>>>

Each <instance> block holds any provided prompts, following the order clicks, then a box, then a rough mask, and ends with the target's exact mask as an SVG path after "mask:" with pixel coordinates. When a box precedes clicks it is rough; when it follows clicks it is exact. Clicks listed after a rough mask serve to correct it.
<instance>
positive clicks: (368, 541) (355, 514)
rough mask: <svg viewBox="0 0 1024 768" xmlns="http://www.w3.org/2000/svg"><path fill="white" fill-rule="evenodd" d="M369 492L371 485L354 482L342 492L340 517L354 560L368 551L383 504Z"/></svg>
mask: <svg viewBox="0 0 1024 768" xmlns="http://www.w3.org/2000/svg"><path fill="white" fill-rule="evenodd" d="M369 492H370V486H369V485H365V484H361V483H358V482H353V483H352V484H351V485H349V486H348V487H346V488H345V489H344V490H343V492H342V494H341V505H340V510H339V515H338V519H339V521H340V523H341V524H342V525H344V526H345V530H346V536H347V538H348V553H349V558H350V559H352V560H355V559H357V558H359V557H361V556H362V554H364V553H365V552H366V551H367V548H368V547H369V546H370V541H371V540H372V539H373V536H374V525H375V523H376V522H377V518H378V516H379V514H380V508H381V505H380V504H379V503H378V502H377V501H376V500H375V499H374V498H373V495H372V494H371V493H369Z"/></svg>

<<<

Task brief
Rewrite the data above with every "rough mask" changed to "coarse mask", leaving everything else the same.

Reply
Each <instance> block holds any provided prompts, following the order clicks, then a box, then a coarse mask, and ends with the target's exact mask as an SVG path after "mask:" with pixel coordinates. When a box precedes clicks it is rough; when it follows clicks it is exact. Clicks listed after a coarse mask serve to correct it.
<instance>
positive clicks: (368, 541) (355, 514)
coarse mask: <svg viewBox="0 0 1024 768" xmlns="http://www.w3.org/2000/svg"><path fill="white" fill-rule="evenodd" d="M369 492L371 485L354 482L342 492L340 517L354 560L368 551L383 504Z"/></svg>
mask: <svg viewBox="0 0 1024 768" xmlns="http://www.w3.org/2000/svg"><path fill="white" fill-rule="evenodd" d="M369 492H370V486H369V485H365V484H361V483H358V482H353V483H352V484H351V485H349V486H348V487H346V488H345V489H344V490H343V492H342V494H341V505H340V510H339V515H338V519H339V521H340V523H341V524H342V525H344V526H345V530H346V536H347V538H348V553H349V558H350V559H352V560H355V559H357V558H359V557H361V556H362V554H364V553H365V552H366V551H367V548H368V547H369V546H370V541H371V540H372V539H373V536H374V525H375V523H376V522H377V518H378V516H379V514H380V508H381V505H380V504H379V503H378V502H377V501H376V500H375V499H374V498H373V495H372V494H371V493H369Z"/></svg>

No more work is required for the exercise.